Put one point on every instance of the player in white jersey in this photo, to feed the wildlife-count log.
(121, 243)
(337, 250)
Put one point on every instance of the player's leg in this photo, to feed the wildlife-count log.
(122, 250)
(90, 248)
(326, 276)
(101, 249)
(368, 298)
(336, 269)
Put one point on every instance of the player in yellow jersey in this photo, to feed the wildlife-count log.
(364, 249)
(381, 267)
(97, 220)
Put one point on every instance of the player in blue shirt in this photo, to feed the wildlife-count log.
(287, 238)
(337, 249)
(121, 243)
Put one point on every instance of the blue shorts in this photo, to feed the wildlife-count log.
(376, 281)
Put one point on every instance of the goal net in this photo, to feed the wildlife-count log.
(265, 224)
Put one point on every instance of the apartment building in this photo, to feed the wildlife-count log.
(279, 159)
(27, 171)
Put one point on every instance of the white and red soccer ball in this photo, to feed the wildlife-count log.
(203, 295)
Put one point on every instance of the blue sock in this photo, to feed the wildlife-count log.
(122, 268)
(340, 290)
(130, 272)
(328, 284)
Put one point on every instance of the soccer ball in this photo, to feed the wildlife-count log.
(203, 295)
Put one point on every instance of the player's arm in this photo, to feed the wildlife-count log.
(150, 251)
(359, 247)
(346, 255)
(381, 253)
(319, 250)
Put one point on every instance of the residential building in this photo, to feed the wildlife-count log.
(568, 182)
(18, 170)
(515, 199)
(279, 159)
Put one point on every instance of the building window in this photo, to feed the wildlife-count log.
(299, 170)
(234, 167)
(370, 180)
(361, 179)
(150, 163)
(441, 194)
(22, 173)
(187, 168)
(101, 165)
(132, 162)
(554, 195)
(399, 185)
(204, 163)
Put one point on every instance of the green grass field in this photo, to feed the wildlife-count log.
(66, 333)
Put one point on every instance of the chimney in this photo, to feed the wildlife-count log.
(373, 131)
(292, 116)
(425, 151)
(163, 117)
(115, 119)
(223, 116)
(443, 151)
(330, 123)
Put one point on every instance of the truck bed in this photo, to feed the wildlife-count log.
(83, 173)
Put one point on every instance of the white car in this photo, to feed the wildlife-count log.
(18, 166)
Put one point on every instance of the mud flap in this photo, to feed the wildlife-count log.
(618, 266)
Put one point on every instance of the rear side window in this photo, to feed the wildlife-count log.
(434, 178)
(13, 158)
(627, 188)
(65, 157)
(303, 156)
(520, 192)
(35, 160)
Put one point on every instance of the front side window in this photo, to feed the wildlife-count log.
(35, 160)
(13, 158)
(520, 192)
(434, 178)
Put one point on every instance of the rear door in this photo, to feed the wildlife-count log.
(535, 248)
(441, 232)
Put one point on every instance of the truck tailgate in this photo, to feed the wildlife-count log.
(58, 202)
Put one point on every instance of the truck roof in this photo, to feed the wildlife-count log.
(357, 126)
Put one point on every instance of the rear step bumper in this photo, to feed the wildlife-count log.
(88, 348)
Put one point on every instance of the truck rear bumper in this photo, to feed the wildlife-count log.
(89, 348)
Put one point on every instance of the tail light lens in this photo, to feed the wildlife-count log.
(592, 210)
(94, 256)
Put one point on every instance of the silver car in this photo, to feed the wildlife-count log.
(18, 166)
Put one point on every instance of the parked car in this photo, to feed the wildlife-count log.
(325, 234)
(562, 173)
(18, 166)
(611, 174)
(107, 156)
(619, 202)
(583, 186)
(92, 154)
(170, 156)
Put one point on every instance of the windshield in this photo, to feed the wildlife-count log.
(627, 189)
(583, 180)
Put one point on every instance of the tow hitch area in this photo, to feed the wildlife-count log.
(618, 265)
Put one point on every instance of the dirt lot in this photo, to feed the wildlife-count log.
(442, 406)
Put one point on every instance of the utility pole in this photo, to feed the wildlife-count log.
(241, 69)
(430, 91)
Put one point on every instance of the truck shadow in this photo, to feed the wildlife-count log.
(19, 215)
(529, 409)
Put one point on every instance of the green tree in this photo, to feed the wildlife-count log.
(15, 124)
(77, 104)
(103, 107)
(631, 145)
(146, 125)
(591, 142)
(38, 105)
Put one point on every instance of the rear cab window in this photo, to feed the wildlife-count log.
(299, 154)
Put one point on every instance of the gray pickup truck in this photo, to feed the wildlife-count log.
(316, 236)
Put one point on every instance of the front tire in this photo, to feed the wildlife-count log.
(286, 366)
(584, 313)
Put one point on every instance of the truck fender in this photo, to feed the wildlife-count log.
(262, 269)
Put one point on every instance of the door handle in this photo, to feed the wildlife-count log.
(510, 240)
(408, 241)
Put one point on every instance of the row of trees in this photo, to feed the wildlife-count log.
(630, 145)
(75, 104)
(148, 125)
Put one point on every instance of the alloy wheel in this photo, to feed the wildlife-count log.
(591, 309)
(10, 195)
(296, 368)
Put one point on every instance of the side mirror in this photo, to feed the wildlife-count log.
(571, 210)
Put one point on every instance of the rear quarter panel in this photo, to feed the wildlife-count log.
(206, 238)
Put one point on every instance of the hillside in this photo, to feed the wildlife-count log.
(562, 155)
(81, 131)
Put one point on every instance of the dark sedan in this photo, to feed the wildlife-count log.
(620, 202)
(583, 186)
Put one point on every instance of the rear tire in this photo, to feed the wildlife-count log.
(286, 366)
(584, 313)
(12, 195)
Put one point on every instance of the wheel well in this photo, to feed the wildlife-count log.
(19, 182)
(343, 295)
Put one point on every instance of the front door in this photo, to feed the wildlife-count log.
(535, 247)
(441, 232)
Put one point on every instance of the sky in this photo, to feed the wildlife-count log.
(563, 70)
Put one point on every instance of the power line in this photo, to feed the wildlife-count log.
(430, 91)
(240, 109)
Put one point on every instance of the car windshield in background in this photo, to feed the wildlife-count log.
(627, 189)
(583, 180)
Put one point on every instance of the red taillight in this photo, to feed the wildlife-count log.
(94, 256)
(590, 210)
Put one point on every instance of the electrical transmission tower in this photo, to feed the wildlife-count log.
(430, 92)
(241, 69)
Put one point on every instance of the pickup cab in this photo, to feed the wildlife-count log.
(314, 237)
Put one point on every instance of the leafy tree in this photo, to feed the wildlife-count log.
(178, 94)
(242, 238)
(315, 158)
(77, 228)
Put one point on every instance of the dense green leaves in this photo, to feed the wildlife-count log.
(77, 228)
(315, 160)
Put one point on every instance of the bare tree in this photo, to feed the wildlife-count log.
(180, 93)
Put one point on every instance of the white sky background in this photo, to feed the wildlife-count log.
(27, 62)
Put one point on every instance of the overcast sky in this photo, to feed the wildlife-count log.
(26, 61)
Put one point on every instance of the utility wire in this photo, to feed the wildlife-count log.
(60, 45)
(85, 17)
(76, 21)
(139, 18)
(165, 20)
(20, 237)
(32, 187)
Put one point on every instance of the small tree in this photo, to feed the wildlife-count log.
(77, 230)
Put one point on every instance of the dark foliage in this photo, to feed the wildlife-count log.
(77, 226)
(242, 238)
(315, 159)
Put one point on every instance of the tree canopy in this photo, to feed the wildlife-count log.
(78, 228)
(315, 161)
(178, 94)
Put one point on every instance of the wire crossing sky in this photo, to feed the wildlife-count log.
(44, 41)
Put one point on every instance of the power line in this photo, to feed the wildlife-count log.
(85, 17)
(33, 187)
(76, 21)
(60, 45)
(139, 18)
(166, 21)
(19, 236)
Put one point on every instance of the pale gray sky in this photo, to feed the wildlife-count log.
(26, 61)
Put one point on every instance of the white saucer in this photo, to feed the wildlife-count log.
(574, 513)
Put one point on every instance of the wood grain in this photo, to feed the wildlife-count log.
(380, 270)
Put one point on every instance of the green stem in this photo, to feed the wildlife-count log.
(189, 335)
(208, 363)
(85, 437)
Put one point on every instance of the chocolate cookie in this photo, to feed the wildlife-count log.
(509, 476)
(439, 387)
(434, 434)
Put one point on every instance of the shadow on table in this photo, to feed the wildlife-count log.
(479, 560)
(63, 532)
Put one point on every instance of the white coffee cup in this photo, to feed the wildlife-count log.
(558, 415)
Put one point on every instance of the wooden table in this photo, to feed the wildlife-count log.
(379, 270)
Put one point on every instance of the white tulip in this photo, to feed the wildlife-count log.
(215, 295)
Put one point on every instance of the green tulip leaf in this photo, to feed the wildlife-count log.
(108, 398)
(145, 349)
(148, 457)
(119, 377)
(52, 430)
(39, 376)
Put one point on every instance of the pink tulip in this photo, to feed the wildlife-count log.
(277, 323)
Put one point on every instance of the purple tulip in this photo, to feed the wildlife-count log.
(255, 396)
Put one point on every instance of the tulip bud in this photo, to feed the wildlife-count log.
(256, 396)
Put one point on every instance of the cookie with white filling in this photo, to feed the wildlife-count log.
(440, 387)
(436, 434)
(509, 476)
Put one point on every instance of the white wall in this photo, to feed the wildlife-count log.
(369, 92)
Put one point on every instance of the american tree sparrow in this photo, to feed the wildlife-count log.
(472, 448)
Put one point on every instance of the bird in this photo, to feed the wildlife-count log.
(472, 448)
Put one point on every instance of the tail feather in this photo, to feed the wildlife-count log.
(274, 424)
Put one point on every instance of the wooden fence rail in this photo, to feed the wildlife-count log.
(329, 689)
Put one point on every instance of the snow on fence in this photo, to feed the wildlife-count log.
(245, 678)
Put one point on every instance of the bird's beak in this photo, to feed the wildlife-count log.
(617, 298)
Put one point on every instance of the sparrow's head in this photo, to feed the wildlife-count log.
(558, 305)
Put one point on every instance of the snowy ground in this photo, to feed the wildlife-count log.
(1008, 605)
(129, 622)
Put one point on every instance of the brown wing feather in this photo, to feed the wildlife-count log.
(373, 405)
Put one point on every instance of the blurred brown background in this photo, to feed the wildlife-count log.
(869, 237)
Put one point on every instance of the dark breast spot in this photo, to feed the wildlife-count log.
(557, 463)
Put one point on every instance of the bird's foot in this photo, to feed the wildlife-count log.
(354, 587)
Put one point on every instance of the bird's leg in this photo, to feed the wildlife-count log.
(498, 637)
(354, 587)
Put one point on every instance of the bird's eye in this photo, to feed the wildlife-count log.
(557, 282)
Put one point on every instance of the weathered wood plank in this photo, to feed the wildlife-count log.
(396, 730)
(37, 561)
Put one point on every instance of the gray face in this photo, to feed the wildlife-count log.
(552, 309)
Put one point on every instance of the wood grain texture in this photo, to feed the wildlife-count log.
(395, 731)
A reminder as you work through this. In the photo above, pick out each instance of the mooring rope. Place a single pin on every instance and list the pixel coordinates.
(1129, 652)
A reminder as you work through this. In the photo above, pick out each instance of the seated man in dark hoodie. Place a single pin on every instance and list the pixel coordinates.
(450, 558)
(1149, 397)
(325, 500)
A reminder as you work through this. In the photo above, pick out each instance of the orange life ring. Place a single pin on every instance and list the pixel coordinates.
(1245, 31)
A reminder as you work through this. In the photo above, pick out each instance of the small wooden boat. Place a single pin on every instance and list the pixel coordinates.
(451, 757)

PROBLEM —
Repeat word for word from the line holding "Put one point on every instance of the bird's leg" down to the last line above, including both.

WRITTEN RESPONSE —
Put one point on every instance of the bird's leg in this photo, to feed the wildlife-count log.
(498, 637)
(354, 587)
Put one point on every instance of the bird's eye in this photo, to feed the wildlife-count log.
(557, 282)
Put one point on every instance of the weathered wood plank in this photo, to feed the wildlife-count log.
(396, 730)
(37, 561)
Put one point on every instance of the gray face in this photo, to feed the wildlife-count log.
(552, 309)
Put one point on every instance of the wood grain texture in this photo, to feed the wildlife-count log.
(395, 731)
A reminder as you work through this. In the photo above, pick out each instance of the mooring rope. Place a single pin on every instance and list the pixel coordinates.
(1129, 652)
A reminder as you work through this. In the photo above, pick out each instance of the seated man in dark hoodie. Place a single pin on every instance and list the pixel coordinates.
(450, 558)
(1149, 397)
(325, 500)
A reminder as you work through this. In the photo above, pick out each instance of the orange life ring. Place a single pin on every instance and list the pixel coordinates.
(1245, 31)
A reminder as you work through this. In the photo above, pick out each instance of the small wooden boat. Place a single pin on every instance and list the pixel coordinates.
(451, 757)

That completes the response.